* **Problem requirements**: Copy every one of the entries below word for word.

++++ Task input ++++

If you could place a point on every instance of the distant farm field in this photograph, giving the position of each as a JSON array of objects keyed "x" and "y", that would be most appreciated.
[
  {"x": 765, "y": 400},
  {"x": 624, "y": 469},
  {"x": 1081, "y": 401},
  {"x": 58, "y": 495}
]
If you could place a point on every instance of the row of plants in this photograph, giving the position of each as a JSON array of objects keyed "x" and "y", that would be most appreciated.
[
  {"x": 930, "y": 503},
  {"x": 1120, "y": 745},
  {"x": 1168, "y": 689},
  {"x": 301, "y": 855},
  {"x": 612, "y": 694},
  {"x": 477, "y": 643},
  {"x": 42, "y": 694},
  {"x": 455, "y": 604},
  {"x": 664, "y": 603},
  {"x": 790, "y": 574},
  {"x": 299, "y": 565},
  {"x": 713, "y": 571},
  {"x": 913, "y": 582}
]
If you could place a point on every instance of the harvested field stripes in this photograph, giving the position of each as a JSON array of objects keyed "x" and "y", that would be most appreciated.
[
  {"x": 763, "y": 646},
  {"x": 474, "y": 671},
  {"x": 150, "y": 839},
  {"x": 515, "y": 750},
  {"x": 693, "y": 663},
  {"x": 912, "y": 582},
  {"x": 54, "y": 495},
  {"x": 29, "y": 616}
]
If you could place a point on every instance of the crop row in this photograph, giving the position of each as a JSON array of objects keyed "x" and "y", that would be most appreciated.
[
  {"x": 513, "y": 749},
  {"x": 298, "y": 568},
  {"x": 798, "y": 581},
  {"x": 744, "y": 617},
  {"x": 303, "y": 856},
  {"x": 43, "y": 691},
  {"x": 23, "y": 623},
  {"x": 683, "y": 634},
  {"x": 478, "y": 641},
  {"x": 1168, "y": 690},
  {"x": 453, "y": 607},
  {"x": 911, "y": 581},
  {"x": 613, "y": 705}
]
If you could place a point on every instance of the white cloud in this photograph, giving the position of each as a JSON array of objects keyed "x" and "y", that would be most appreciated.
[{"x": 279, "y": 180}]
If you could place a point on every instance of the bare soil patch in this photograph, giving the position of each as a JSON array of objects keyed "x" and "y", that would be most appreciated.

++++

* **Output below**:
If you could place a point on every instance of the distant farm field in this photograph, giving the position of each as a JSON array of objects keyed "x" and "y", that would be most appreciated.
[
  {"x": 765, "y": 400},
  {"x": 624, "y": 469},
  {"x": 1081, "y": 401},
  {"x": 58, "y": 495}
]
If you could place a point on every instance of the row of plants in this photograph, giving the position of each as a JSON array of objects keyed "x" and "y", that would be most appreciated.
[
  {"x": 930, "y": 503},
  {"x": 1120, "y": 745},
  {"x": 1168, "y": 689},
  {"x": 301, "y": 855},
  {"x": 612, "y": 694},
  {"x": 477, "y": 643},
  {"x": 42, "y": 694},
  {"x": 455, "y": 604},
  {"x": 664, "y": 603},
  {"x": 790, "y": 574},
  {"x": 299, "y": 565},
  {"x": 713, "y": 571},
  {"x": 913, "y": 582}
]
If you could place a point on every instance of the harvested field stripes in this photograph, giving the position of each as a JSON array of objects keyed "x" and "y", that would be most appreciated.
[
  {"x": 763, "y": 646},
  {"x": 474, "y": 671},
  {"x": 150, "y": 839},
  {"x": 515, "y": 750},
  {"x": 693, "y": 663},
  {"x": 912, "y": 582},
  {"x": 54, "y": 495},
  {"x": 29, "y": 616}
]
If you could place a point on every instance of the crop row in this photograph, giving the position of each as a JSON array of objects keyed "x" and "y", that would be most appreciated.
[
  {"x": 513, "y": 749},
  {"x": 298, "y": 568},
  {"x": 798, "y": 581},
  {"x": 744, "y": 617},
  {"x": 303, "y": 856},
  {"x": 43, "y": 691},
  {"x": 23, "y": 623},
  {"x": 683, "y": 634},
  {"x": 478, "y": 641},
  {"x": 1168, "y": 690},
  {"x": 453, "y": 607},
  {"x": 911, "y": 581},
  {"x": 613, "y": 705}
]
If you could place a point on every instance of the white cloud in this photograph, giving the position of each as a JSON array of objects keyed "x" and "y", that would be most appreciated.
[{"x": 279, "y": 180}]
If you could place a point on every instance of the bare soil patch in this photograph, giving the position of each as a JSON array of objects keyed "x" and "y", that would be most appreciated.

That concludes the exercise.